◆ Passage provided
*** Begin section ***
07/13/92

CONTACT: Stanford University News Service (650) 723-2558

35 works by Rodin, 7 by his contemporaries, given to Stanford

STANFORD -- Philanthropist and art collector B. Gerald Cantor and his wife, Iris, have donated 35 important Rodin bronzes and plasters to the Stanford University Museum of Art.

This gift brings to 187 the number of Rodins given to the museum by the Cantors. In addition, to provide the Rodins with a context within 19th-century art, the gift includes seven bronzes by contemporaries of Rodin.

The single most important Rodin in the Cantor gift is the life- sized work The Three Shades, which will be added to the B. Gerald Cantor Rodin Sculpture Garden next to the museum. When the work is installed, the public will be able to compare it with the trio's origin in Rodin's Gates of Hell, which is the focal point of the garden.

The Cantor gift, appraised at $11.6 million, includes many works that had been on loan to Stanford, and are already installed in the garden, as well as other campus locations.

Among these are: the Gates of Hell, Eve, Cybele, Meditation (without arms), Caryatid with Stone, Bastien Lepage, Claude Lorrain, Orpheus, Andrieu d'Andres and the Head of Jean d'Aire, all in the Rodin Sculpture Garden; sculptures from Rodin's monument to The Burghers of Calais, Eustache de St. Pierre, Jean de Fiennes and Pierre de Wiessant, all located in the Stanford Quad; and the monumental Bust of Victor Hugo, installed in the lobby of Green Library.

Also among the gifts is a silver-patinated Bust of Mrs. Russell, whom Rodin thought the most beautiful woman in France.

While the museum, which has been closed since it was damaged in the 1989 Loma Prieta earthquake, is being rebuilt, several of the Rodins included in this recent gift, including two studies for the Monument to Balzac, are on loan to the San Jose Museum of Art.
*** End section ***
◆ Your goal
Could you rewrite the paragraph of the news release that begins "The single most important Rodin" in a shorter form while keeping its main facts?

◆ Source material
*** Begin section ***
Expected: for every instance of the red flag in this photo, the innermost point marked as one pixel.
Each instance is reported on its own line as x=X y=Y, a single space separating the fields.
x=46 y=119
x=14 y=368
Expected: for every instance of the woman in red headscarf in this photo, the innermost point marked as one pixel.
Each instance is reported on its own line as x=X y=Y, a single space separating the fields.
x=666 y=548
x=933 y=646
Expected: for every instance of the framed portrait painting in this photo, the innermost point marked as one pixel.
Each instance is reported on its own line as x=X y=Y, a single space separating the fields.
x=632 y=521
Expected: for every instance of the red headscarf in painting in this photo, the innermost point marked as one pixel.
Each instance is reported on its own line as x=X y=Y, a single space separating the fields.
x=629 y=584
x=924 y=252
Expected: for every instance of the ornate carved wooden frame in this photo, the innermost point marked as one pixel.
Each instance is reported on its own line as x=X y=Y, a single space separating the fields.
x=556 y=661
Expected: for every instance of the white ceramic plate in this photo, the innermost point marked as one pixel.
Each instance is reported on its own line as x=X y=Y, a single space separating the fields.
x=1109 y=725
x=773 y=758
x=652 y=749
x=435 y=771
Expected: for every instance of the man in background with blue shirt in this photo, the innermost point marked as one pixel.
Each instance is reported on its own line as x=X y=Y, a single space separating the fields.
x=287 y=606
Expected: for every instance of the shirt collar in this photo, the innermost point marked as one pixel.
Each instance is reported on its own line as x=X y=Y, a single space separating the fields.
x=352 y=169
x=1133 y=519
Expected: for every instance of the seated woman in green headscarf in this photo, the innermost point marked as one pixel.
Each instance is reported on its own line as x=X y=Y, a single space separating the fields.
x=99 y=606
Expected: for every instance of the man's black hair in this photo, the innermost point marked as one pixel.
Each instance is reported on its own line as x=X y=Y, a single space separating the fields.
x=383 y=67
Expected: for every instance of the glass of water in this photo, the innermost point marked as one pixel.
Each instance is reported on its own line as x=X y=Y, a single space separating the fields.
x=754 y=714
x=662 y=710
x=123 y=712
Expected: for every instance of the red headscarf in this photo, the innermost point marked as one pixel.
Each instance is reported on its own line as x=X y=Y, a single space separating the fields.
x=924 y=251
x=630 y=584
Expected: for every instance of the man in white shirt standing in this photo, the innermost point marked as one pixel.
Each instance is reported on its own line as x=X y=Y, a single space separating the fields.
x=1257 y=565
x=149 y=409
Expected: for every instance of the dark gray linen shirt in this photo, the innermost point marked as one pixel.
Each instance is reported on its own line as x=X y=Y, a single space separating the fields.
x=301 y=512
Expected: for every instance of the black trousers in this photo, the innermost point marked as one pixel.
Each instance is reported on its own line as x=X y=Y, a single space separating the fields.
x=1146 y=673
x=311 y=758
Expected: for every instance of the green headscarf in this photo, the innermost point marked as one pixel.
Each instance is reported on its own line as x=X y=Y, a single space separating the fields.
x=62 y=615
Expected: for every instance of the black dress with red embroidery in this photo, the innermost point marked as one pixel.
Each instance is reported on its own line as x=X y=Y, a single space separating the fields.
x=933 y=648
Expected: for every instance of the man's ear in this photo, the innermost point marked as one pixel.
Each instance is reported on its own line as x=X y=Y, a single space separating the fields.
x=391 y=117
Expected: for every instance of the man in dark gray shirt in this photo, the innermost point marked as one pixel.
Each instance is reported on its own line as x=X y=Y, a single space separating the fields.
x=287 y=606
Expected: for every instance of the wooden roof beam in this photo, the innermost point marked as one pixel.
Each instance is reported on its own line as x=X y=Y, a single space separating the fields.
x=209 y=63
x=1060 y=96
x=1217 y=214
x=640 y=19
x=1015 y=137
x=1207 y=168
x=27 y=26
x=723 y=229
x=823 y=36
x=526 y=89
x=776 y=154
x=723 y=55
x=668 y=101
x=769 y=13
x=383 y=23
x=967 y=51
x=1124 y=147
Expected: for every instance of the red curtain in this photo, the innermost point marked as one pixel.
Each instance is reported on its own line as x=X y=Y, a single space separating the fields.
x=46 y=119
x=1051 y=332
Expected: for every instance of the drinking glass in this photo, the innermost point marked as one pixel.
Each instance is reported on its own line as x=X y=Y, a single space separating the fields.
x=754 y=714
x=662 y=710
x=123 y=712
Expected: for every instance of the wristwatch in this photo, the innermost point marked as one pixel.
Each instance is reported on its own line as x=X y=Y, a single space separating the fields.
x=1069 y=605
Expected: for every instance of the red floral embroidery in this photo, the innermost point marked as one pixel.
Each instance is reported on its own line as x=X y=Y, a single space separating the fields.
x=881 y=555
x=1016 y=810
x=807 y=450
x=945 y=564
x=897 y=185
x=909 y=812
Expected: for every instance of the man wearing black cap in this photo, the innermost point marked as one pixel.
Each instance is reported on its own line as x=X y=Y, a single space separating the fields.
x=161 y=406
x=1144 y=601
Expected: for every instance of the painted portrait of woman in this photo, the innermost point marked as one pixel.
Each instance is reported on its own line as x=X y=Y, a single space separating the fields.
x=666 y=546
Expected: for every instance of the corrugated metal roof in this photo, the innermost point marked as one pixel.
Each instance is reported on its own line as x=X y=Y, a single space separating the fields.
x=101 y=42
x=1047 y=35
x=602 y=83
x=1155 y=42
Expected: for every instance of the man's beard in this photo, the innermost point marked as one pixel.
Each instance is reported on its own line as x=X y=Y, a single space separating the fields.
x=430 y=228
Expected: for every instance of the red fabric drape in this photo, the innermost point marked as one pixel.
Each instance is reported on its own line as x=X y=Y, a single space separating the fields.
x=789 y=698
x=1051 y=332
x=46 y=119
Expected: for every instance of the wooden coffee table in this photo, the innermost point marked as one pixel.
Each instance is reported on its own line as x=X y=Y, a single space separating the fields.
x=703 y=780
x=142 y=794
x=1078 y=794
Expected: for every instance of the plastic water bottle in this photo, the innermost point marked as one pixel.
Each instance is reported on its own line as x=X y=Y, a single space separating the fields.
*** End section ***
◆ Exercise response
The Three Shades, a life-sized work and the most important Rodin in the Cantor gift, will join the B. Gerald Cantor Rodin Sculpture Garden next to the museum. There the public can compare it with the trio's origin in Rodin's Gates of Hell, the garden's focal point.